▸ Listing:
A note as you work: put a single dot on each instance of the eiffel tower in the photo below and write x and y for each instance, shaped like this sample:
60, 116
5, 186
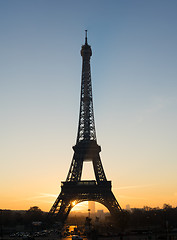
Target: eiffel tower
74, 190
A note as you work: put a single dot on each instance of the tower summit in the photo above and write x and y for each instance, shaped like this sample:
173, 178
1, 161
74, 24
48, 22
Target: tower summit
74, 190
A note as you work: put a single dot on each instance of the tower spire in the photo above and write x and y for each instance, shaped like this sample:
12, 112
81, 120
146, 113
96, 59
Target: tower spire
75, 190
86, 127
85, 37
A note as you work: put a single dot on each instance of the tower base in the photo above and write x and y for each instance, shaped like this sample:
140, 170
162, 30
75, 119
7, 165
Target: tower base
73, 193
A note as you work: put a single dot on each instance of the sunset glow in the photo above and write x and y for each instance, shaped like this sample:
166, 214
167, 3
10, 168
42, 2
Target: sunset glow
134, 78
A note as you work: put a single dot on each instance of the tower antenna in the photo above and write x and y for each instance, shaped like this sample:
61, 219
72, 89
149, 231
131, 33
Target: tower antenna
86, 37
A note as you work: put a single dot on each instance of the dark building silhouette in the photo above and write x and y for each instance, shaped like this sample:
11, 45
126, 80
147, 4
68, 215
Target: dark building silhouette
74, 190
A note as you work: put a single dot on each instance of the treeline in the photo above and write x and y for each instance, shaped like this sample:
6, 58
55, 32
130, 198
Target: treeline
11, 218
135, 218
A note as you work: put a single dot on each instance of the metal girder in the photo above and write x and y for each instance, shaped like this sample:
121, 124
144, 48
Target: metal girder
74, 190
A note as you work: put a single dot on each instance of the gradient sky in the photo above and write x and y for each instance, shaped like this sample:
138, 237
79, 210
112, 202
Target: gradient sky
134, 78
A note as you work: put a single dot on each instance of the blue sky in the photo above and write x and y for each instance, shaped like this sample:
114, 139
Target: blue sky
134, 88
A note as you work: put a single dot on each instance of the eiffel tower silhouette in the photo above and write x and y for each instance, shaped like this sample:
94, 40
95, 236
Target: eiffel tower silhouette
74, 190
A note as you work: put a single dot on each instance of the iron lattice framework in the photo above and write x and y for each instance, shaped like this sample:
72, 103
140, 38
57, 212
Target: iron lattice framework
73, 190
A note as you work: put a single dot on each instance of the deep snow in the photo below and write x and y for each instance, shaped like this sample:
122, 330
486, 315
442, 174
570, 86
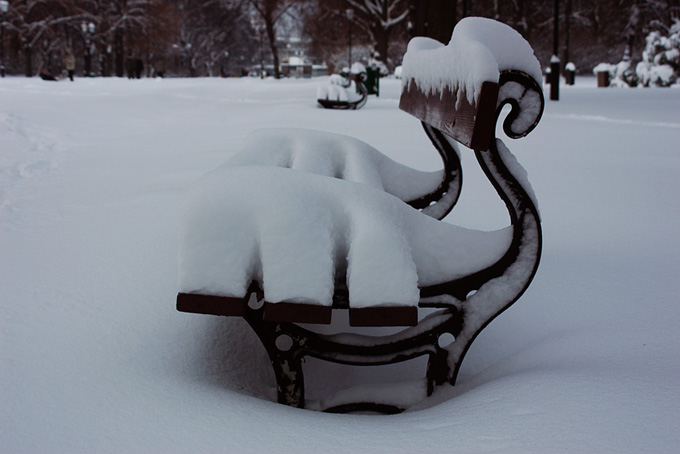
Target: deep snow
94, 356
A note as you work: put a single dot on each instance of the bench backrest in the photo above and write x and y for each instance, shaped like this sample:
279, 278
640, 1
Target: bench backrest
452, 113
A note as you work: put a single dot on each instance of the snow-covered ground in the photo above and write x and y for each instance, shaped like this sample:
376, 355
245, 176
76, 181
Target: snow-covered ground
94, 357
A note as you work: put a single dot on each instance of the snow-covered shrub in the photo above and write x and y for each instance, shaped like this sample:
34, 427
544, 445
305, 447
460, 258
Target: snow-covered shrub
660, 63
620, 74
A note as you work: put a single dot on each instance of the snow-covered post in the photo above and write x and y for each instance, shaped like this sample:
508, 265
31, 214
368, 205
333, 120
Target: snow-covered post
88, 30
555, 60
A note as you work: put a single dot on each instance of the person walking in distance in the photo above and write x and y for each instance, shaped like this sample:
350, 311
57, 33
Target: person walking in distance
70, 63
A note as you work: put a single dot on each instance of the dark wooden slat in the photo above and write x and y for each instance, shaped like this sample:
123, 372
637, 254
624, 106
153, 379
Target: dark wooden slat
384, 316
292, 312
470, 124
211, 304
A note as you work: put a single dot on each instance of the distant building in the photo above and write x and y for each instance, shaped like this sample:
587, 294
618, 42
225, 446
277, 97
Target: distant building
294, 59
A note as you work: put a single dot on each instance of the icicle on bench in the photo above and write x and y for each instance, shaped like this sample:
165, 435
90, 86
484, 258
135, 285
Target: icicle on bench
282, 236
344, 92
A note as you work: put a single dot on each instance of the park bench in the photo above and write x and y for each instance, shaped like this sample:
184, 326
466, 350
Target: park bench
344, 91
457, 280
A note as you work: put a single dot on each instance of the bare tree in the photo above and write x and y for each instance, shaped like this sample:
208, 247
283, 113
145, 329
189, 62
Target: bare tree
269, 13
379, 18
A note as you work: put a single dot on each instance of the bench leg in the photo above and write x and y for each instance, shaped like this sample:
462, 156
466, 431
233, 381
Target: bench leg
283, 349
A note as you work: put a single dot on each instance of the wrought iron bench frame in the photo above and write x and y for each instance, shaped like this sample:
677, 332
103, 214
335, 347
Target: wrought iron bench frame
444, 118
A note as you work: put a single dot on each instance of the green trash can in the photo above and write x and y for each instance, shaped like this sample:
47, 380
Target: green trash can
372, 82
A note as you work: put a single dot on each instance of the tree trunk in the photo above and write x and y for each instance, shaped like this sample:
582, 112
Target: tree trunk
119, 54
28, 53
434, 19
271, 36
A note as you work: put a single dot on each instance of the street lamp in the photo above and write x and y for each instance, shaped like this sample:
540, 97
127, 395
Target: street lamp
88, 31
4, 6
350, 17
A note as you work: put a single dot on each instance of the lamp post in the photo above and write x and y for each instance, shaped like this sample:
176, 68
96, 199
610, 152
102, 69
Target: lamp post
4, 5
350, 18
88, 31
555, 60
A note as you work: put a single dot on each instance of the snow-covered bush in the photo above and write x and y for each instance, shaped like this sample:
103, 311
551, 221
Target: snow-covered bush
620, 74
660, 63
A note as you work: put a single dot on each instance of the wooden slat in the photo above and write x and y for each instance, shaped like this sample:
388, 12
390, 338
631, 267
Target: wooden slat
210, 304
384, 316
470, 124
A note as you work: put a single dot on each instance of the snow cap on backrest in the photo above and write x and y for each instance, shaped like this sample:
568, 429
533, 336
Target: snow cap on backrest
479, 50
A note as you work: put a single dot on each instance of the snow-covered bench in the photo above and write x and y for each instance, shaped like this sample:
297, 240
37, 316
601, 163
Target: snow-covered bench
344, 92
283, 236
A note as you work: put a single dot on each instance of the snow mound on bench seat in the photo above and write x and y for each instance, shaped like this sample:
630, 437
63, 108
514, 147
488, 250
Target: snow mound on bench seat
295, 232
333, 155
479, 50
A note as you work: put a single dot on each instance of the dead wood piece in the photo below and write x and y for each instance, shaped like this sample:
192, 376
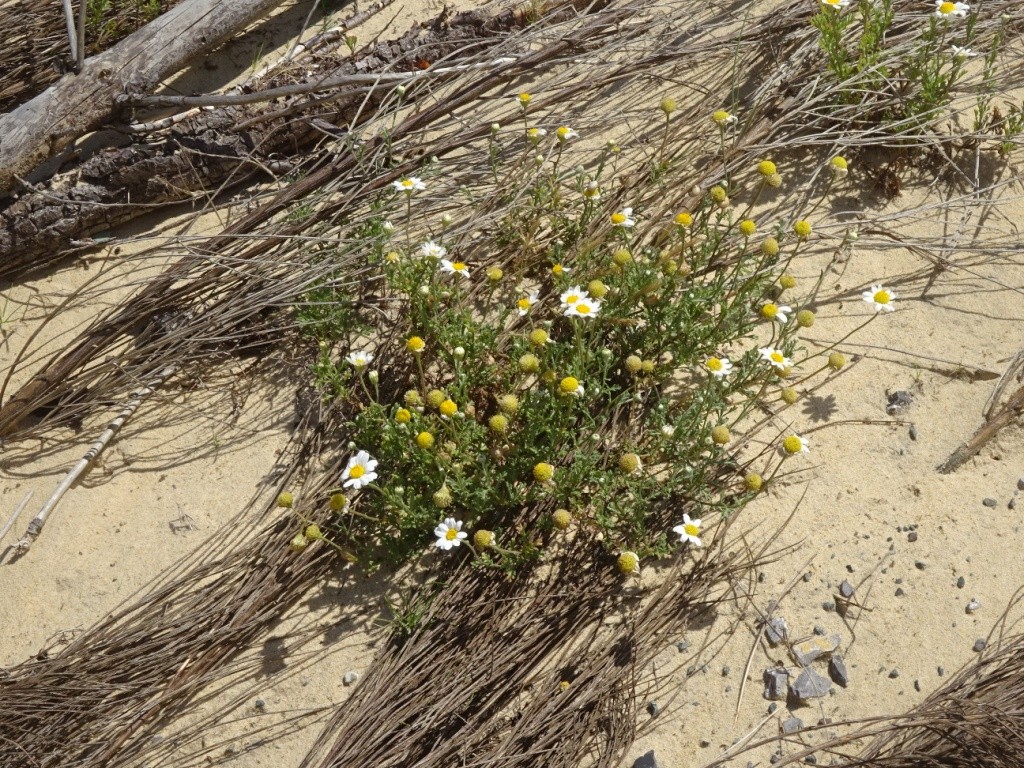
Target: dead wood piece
* * *
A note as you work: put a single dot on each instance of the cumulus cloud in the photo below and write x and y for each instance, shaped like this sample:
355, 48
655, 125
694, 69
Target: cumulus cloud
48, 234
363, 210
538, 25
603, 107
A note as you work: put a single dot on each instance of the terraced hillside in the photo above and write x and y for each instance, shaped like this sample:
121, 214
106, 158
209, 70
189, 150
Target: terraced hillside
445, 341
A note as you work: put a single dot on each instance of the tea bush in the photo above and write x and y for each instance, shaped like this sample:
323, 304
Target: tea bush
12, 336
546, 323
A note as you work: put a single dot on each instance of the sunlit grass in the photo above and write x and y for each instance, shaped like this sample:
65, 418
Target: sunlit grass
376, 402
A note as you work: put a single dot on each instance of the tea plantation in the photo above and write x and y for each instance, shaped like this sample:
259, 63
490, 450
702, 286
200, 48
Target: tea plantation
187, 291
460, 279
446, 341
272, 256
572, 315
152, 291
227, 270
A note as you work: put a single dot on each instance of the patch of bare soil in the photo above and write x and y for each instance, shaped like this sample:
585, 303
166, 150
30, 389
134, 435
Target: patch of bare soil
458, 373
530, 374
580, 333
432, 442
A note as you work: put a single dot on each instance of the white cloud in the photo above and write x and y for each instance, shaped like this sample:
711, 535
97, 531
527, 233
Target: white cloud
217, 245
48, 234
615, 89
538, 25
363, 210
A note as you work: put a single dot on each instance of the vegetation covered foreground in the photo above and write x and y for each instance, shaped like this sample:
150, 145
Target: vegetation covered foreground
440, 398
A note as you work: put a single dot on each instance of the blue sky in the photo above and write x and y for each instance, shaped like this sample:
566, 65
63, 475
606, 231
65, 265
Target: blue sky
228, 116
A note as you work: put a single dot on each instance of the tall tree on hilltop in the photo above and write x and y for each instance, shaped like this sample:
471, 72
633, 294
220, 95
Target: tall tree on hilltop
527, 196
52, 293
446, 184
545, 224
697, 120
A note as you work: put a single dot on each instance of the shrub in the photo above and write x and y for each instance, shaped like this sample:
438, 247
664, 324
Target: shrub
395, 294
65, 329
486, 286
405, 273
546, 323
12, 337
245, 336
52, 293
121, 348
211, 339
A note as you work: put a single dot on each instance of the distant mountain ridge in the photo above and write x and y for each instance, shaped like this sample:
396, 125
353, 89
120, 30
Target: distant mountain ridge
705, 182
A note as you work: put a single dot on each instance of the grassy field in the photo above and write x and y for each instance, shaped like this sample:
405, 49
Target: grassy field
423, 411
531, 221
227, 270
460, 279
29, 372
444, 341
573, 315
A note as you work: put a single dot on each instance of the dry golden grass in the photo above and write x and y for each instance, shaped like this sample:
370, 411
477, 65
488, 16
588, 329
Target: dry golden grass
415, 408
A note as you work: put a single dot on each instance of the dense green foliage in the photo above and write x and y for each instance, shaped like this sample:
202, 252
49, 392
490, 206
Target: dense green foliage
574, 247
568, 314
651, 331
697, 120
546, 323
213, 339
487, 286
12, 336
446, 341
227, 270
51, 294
==
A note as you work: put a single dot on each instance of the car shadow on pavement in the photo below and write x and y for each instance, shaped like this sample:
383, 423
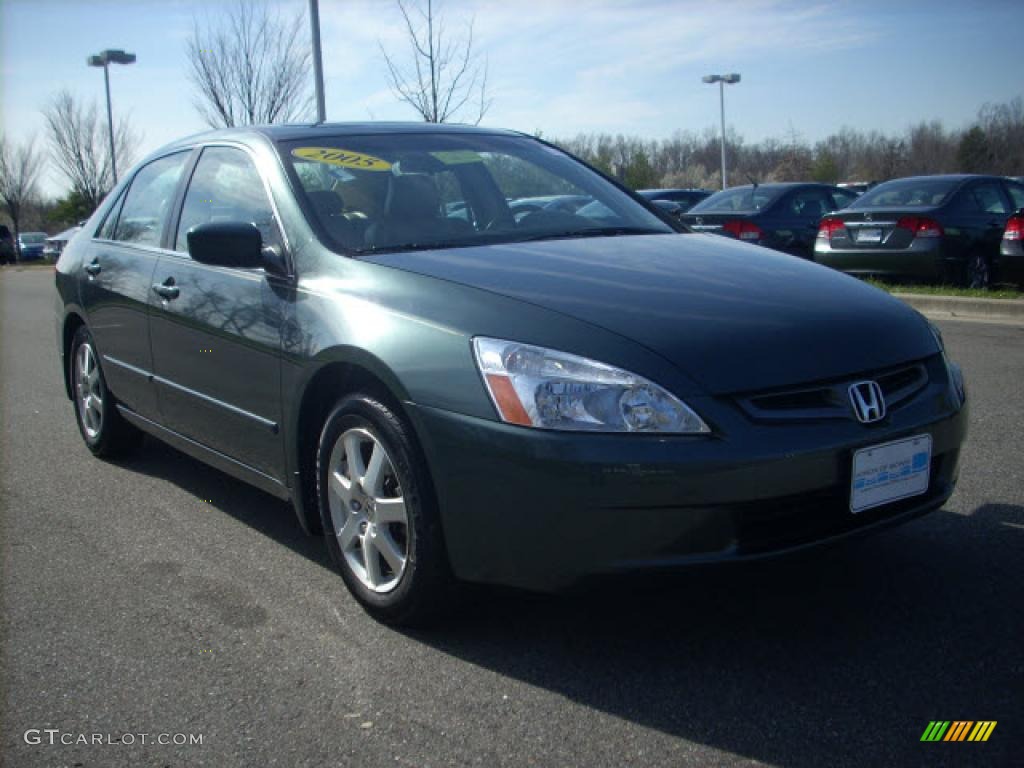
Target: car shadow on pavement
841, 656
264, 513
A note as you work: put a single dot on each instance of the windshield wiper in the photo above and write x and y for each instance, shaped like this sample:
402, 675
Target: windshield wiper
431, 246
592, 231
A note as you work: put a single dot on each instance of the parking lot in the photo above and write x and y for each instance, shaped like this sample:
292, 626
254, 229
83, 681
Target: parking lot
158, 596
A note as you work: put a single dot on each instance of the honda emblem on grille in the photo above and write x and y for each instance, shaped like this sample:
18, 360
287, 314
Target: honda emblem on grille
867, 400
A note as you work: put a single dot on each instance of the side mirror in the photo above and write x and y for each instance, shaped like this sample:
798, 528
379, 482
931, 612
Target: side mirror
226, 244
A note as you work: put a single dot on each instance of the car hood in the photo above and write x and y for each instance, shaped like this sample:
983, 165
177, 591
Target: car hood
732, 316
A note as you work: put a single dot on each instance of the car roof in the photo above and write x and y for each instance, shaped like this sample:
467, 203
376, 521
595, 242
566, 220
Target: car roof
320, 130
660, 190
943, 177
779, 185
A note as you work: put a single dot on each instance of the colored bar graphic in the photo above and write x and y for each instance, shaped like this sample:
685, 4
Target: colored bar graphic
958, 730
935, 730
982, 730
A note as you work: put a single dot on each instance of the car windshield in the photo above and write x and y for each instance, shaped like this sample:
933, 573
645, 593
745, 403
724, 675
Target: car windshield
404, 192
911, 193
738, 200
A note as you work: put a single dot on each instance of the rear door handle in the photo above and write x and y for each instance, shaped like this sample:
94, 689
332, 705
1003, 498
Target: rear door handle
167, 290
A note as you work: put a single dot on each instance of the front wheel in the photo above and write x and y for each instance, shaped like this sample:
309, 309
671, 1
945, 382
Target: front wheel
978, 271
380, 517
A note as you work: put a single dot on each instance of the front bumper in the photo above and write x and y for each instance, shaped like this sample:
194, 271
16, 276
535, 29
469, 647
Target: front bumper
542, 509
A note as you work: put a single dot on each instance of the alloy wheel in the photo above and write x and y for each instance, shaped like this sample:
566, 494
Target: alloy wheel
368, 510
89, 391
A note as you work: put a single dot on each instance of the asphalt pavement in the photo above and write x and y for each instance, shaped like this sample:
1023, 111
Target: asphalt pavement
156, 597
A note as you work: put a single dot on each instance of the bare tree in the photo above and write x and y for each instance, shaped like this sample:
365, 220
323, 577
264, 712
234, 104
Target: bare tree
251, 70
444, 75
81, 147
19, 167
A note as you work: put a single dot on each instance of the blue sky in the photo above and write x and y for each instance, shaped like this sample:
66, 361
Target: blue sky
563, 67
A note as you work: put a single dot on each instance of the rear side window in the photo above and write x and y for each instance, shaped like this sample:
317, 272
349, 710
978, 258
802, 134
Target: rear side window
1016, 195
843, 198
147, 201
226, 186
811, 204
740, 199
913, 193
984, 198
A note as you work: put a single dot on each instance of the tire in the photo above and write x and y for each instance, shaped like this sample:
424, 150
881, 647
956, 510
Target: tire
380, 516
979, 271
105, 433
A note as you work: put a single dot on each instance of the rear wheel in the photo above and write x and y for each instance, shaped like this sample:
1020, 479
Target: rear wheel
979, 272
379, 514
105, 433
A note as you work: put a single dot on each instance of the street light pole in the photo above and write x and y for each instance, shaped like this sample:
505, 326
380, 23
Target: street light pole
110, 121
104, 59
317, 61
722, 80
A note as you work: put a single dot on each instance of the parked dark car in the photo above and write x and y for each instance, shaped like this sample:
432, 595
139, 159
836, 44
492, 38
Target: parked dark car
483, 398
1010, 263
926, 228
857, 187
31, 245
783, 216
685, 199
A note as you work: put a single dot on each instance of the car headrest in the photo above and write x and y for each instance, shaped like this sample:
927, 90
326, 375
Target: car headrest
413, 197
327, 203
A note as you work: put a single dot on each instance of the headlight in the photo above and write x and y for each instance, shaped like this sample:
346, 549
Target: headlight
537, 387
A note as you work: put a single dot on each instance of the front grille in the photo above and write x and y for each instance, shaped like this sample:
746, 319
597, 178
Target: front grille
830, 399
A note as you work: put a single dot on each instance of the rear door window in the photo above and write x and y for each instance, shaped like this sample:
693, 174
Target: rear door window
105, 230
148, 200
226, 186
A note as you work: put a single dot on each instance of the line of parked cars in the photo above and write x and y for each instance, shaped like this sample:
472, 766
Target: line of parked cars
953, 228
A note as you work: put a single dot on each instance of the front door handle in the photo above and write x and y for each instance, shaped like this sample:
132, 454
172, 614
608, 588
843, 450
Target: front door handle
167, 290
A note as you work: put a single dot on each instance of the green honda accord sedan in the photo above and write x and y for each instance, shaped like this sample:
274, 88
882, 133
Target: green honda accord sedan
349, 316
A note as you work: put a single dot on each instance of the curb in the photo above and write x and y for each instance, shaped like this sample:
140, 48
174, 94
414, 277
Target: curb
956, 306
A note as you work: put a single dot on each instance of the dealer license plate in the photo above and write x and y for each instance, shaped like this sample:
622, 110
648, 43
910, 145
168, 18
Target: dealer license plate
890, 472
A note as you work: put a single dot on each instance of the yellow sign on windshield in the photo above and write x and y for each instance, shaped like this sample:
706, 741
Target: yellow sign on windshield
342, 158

▸ Do this:
Copy out every line above, from the one containing "of the dead" down to the one containing "Target: dead wood piece", and leave the picture out of your copy.

▸ Exercise result:
A note as you work: put a single dot on each instance of the dead wood piece in the photo below and write x and y for each instance, shaped like this sample:
192, 376
Target: dead wood piece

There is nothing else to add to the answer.